Dataset items

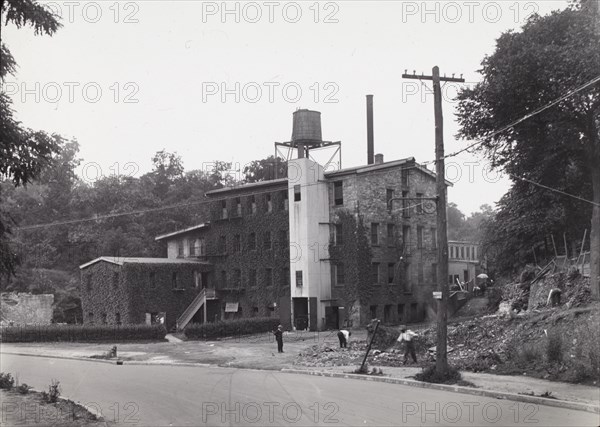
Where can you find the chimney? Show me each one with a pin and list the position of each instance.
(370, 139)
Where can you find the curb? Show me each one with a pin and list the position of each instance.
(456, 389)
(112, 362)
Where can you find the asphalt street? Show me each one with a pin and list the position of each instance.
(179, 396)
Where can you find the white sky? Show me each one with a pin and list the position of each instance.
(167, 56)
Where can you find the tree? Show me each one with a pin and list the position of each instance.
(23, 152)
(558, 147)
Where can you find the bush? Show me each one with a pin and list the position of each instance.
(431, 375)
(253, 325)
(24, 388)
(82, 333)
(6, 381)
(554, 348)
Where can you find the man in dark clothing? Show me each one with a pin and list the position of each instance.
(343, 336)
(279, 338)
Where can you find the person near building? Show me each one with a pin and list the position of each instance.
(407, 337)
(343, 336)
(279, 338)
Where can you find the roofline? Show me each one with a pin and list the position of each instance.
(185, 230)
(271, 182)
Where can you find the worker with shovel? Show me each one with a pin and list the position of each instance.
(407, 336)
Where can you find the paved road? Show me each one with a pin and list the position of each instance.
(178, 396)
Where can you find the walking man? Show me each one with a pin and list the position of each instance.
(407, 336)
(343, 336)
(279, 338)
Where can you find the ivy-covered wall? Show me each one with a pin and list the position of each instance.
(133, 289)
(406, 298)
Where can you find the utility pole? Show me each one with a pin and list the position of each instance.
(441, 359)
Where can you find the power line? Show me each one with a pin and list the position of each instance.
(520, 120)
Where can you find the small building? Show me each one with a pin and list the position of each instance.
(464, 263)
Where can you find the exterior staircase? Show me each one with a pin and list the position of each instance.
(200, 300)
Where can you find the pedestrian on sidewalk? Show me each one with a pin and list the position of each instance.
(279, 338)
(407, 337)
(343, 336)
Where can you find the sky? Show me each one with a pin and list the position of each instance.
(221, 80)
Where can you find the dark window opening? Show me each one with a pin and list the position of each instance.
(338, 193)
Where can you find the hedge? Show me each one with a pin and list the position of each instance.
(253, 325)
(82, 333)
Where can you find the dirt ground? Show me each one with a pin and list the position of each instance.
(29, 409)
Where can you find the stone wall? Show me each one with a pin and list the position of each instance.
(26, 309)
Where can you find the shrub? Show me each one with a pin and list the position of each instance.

*Instructions for the task*: Repeat the data in full and exactly. Omit pictures.

*The completed task*:
Where can you find the chimney? Show me each one with a pin and list the position of each instance.
(370, 139)
Where can you find the curb? Show me each one with a pin and list the position of each instance.
(456, 389)
(112, 362)
Where can you find the asphalt street? Show me each one with a pin and list the position of each instance.
(179, 396)
Where can you find the white sky? Show me each one with a pin and list the position of each instance.
(167, 56)
Where can you find the tree? Show me each one with a pin and list the position of each instance.
(23, 152)
(558, 147)
Where can you find the bush? Show me each one with a pin and list the position of each instance.
(431, 375)
(253, 325)
(24, 388)
(82, 333)
(6, 381)
(554, 348)
Where can you find the man in dark clothing? Show me each one with a pin and list the position of each instance.
(343, 336)
(279, 338)
Where can you find the person near building? Show me each one with a pin and list the position of each instance.
(407, 337)
(343, 336)
(279, 338)
Where can you find the roofline? Show me each one with a pin and list the position of each instance.
(185, 230)
(271, 182)
Where can you find the worker with shovel? Show me each one with a pin and list the position of each instance.
(407, 336)
Where can you find the paved road? Show me each one with a pin and list the position of each instance.
(178, 396)
Where can you find the walking man? Show me each one with a pin and list the position of each instance.
(407, 336)
(343, 336)
(279, 338)
Where can you find the ivy-covered wall? Show me each one with a pin and list the position of each instance.
(133, 289)
(406, 298)
Where can you find the utility pole? Show me each one with a pin and list the position of each instance.
(441, 359)
Where can you find the power line? Show me each one with a pin and list the position of each instance.
(520, 120)
Where can you find the small building? Show me each one with a pin and list the position of each instance.
(464, 263)
Where can you find the exterior staircase? Show me each one with a pin and list the position of each instance.
(200, 300)
Where can you find the pedestrian on sidewalk? Show me each one with a pin and list the position of each instance.
(279, 338)
(407, 337)
(343, 336)
Where can you find the sky? Show me each one with a pin and list the position of each instance.
(221, 80)
Where can you find the dark window opening? Show me each one with a pin and list the position of each instance.
(338, 193)
Where can you find the hedge? Show me each one with a pin and list the position of each instance.
(253, 325)
(82, 333)
Where can you find the dirt ground? Show me each one with a pin and list the position of each instance.
(29, 409)
Where can you find the stone wall? Show me each one with a pin and list the position of each instance.
(26, 309)
Where can you find the shrub? Show me each one with a pin and list the position of each instance.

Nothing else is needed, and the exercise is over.